======== 文章片段 ========

父爱

2011-10-22 10:32:00 来源:临汾新闻网

亦耕


童年到少年,我是依偎着奶奶的怀抱长大的。八九岁了还总要钻进奶奶的被窝,搂着她入梦。那时的父亲,一名新中国的年轻警察,总在忙碌着他的工作。那段时光里,父亲在我的记忆中是模糊的,但几件小事却记忆犹新。一件是小学二年级时,记不清因为什么顶撞了他,他追着要打我,我慌忙从四合院门前的台阶上跳下,一溜烟地跑到胡同里。为此,我有很长的时间不和他说话,也不叫他爸。还有一次,我久咳不停,父亲买了两个梨,我实在没有一点食欲,但在他的呵斥下,还是吃了下去。没想到连一个时辰也没过,咳嗽竟好了大半。那时的父亲,在我的眼里似乎始终是严厉的,但我不太怕他,因为我有保护神:那位拄着拐杖,缠着小脚,身材矮小的老太太——我的奶奶,她从不允许父亲训斥我。而父亲对奶奶总是毕恭毕敬,从来没有高声言语过一声。
少年到青年,渐渐开始了解了父亲,理解了警察是一个需要奉献身心的职业。无论在山区还是在城里,父亲总是很少回家。职业的熏陶,总在造就人,他从街巷走过,总能一眼辨认出哪个是流氓地痞,哪个是小偷小摸。一生中办过数不清的案子,也侦破过几起震惊全城的大案。可他从来没有接受过当事人的谢礼。当过治安科长,却没有为亲朋好友办过一个农转非户口。但我却对父亲有了深深地敬重:为他的敬业和耿直。那一年,奶奶病重,父亲接连数月不分昼夜守在身边,为奶奶做饭、喂药、洗衣、倒尿。奶奶大便不下,他用手指一点点往出抠。一直服侍到送终。邻里街坊间传扬着他的孝敬,但大多人并不知道奶奶是他的继母。父亲以他的孝敬,教我懂得了怎样做人。

======== 原始记录 ========

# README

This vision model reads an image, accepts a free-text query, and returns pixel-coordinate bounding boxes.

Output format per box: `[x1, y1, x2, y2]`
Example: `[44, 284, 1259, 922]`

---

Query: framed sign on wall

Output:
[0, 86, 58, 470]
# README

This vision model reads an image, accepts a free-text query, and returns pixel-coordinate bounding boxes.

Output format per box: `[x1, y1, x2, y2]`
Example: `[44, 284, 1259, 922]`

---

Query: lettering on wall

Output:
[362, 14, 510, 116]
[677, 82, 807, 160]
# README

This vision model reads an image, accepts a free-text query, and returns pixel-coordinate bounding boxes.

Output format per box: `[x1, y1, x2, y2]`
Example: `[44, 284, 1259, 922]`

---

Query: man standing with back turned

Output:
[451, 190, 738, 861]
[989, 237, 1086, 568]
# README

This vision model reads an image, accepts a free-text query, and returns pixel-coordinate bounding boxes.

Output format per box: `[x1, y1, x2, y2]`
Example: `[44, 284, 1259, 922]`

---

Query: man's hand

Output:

========

▶ 挑战任务
a: 根据《父爱》一文回答以下问题:
(i) 父亲年轻时从事什么职业?
(ii) 作者久咳不停时,父亲买了什么?
(iii) 邻里街坊大多不知道奶奶和父亲是什么关系?
b: 请从《父爱》一文的最后一句之后续写下去。
这些记录与《父爱》一文并无关联。

▶ 各题答案
a:
(i) 警察。
(ii) 两个梨。
(iii) 奶奶是父亲的继母。

b:
从青年到中年,做了父亲,才真正理解了父亲,渐懂了父亲对我发自内心的关爱。父亲不善言谈,再加上工作忙碌,从我十四五岁当工人起,父亲不多过问我的工作。但当我四十多岁在政府某一部门负责时,父亲却时常主动找我聊天,叫着我的名字,谆谆告诫我:做人要正派,办事要公道,公家的东西不要沾等等。偶尔听到一些对我所在单位的议论,他总要说给我听。透过他的目光和言语,我感受到了父亲那严厉、寡语之中深含的惜子之情。
如今,父亲已近耄耋之年。他和母亲虽然年迈多病,但大大小小的事情总是自己打理,尽量不拖累他的儿子。退休后他们的工资合起来和我相差无几,可他总是担心我人情礼往多,常常要添补我。因为工作和摄影的缘故,我经常驾车出行,使他常常为我担心。老父亲心头常常牵挂的是他五十多岁的儿子,却对儿子的要求极少。有一段,由于忙碌于许多琐事,十几天没有去看望父母,也忘记了打电话。母亲悄悄打电话给我,说你爸想你啦,你爸说“只想听我娃说说话”。拿着话筒,我黯然泪下。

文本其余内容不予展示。